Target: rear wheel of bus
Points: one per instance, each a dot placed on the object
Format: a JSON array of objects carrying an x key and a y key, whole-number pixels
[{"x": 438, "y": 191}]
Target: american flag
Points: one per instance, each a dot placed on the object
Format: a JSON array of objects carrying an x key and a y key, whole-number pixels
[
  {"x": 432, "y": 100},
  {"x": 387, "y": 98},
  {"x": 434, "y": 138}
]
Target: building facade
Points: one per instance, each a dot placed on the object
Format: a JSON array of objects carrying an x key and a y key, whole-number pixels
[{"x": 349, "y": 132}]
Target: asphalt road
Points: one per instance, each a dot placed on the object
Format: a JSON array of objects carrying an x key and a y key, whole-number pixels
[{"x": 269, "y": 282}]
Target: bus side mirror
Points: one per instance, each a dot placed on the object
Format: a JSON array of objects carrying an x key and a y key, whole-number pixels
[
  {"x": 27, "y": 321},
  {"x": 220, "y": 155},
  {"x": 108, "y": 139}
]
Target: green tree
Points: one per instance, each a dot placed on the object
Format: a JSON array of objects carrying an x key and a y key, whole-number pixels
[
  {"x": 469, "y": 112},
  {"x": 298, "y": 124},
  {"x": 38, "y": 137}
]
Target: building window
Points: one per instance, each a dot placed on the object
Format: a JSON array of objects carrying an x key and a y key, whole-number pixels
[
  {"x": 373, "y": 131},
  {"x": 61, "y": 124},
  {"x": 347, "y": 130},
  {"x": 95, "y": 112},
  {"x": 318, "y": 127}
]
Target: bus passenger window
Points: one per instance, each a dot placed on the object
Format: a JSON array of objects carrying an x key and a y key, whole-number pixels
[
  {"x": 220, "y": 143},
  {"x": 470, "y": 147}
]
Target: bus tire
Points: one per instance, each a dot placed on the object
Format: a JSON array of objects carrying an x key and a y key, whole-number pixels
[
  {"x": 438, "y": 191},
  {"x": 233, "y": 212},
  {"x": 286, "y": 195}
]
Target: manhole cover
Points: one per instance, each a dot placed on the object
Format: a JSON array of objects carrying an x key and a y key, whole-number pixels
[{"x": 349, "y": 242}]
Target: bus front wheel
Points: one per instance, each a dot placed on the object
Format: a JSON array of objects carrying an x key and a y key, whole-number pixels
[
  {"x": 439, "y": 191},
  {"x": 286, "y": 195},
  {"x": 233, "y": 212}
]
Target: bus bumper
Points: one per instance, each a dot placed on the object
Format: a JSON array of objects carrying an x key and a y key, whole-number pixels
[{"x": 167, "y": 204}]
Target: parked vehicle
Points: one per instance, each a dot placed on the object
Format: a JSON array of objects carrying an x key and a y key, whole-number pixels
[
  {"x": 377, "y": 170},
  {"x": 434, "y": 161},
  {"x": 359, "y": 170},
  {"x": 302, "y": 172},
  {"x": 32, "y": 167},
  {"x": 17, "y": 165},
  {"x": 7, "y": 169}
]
★ ★ ★
Task goal:
Set down nothing but the lines from the one with "Target: bus bumper" through the end of the records, keeping each line exactly as written and including both ends.

Response to the task:
Target: bus bumper
Points: one per instance, each a dot placed on the object
Format: a JSON array of objects carrying an x key and a y key, whole-number pixels
[{"x": 167, "y": 204}]
Target: parked vehicle
Points: one per instance, each a dot placed on the object
Format: a JSON array of objects carrying an x key and a y key, whole-number pixels
[
  {"x": 377, "y": 170},
  {"x": 434, "y": 161},
  {"x": 359, "y": 170},
  {"x": 302, "y": 172},
  {"x": 32, "y": 167},
  {"x": 17, "y": 165},
  {"x": 7, "y": 169}
]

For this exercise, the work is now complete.